--- Texte présenté ---

Pierre Raufast s’avance souvent dans les réponses aux questionnements qu’il pose ; on sent que l’auteur est lui-même avancé dans son cheminement, là où l’on aimerait parfois que le récit y réponde plus naturellement. Fort heureusement, notre champ de liberté en tant que lecteur ou lectrice reste vaste, car s’il y a bien une chose qui caractérise Pierre Raufast, c’est qu’il ne cache pas son plaisir d’écrire — il s’amuse avec nous ! Pierre Raufast dispose, en définitive, d’une écriture généreuse, et ses personnages n’en sont que plus vivants.

--- Données enregistrées ---

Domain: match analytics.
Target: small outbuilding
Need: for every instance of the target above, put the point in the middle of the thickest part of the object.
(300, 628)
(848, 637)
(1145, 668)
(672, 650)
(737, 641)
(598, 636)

---

- _Exercices à traiter_
[1] Selon le texte présenté, qu'est-ce que Pierre Raufast ne cache pas ?
[2] Renvoyez la liste entière à l'identique, ligne par ligne.
Le texte présenté et la liste n'ont aucun lien entre eux.

- _Résultats attendus_
[1] Son plaisir d'écrire.

[2]
Domain: match analytics.
Target: small outbuilding
Need: for every instance of the target above, put the point in the middle of the thickest part of the object.
(300, 628)
(848, 637)
(1145, 668)
(672, 650)
(737, 641)
(598, 636)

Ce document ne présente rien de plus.